Task instructions
**a)** Answer these questions using the COVID-19 research summary:
(i) What percentage of healthcare workers in Sweden tested positive for COVID-19 by serology?
(ii) In the largest remdesivir trial, what was the time to recovery for those who received the drug, and what was it for the normal treatment group?
(iii) What percentage of psychiatric patients in London hospitals had COVID-19?
**b)** From the COVID-19 research summary, write out everything from "Biomarkers of severe" down to "the general population.".
**c)** Translate this sentence from the COVID-19 research summary into Spanish: "Six cases of human-to-cat transmission were identified in Hong Kong."

Given text
19% of healthcare workers in Sweden tested positive for COVID-19 by serology, higher than in the general population, suggesting hospital transmission. The outbreak in Los Angeles was seeded by cases from Europe, and not by cases from China, according to a genomics analysis. Six cases of human-to-cat transmission were identified in Hong Kong.

A surge of travel from Wuhan for Lunar New Year led to transmission of the virus across China, according to a modelling study. Travel restrictions were imposed after the festival, one of the world’s largest annual migrations. An analysis of viral genomic sequences from China suggests that a small number of individuals were responsible for a large number of spreading events, which may indicate a role for super-spreaders in transmission.

More crowded cities were predicted to have longer epidemics with more total cases than less crowded cities, according to a model. Only three US states have maintained sufficient non-pharmaceutical interventions to contain the local epidemic of COVID-19, with many states relaxing measures too early, according to a new transmission dynamic model.

Virology

SARS-CoV-2 expresses proteins that disrupt splicing and host cell protein translation, in order to suppress the interferon response.

Immunology

B cell activation was associated with inflammation and severe symptoms in COVID-19 patients, with some indications of auto-immune disease.  Patients with high expression of interferon-stimulated genes had more severe disease than those with low expression, again pointing to an over exuberant immune response in pathogenesis.

Treatments

The largest trial of remdesivir has now been published, with more than 1000 participants, and showed that those who received the drug had a time to recovery of 10 days, compared to 15 days for the normal treatment group. Remdesivir patients were also more likely to show clinical improvement at day 15, and had a mortality rate of 7%, compared to 12% in the control group.

The RECOVERY trial published two negative results: for hydroxychloroquine and for lopinavir-ritonavir. The HIV drugs lopinavir–ritonavir had no effect on COVID-19 mortality or time to recovery, and hydroxychloroquine resulted in a small increase in mechanical ventilation and death, including a small increase in cardiac deaths, and no reduction in 28 day mortality.

A metallodrug, ranitidine bismuth citrate, used for Helicobacter pylori infection, was effective against SARS-CoV-2 in vitro and in Syrian hamsters in vivo, by acting on the viral helicase. A structural based analysis identified potential drug targets against the viral protease.

Biomarkers of severe disease

A mortality risk predictor was developed based on clinical data at admission.

At risk groups

38% of psychiatric patients in London hospitals had COVID-19, a far higher prevalence than in the general population.

Clinical findings

A comparison of COVID-19 and influenza patients in the US, South Korea, and Spain found that those with COVID-19 tended to be male, younger, and with fewer comorbidities than those with influenza.

Record set
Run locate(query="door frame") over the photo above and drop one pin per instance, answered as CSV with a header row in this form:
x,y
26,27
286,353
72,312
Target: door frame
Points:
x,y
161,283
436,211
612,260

Exercise results
**a)**
(i) 19%
(ii) 10 days for those who received remdesivir, compared to 15 days for the normal treatment group
(iii) 38%

**b)**
Biomarkers of severe disease

A mortality risk predictor was developed based on clinical data at admission.

At risk groups

38% of psychiatric patients in London hospitals had COVID-19, a far higher prevalence than in the general population.

**c)** Se identificaron seis casos de transmisión de humano a gato en Hong Kong.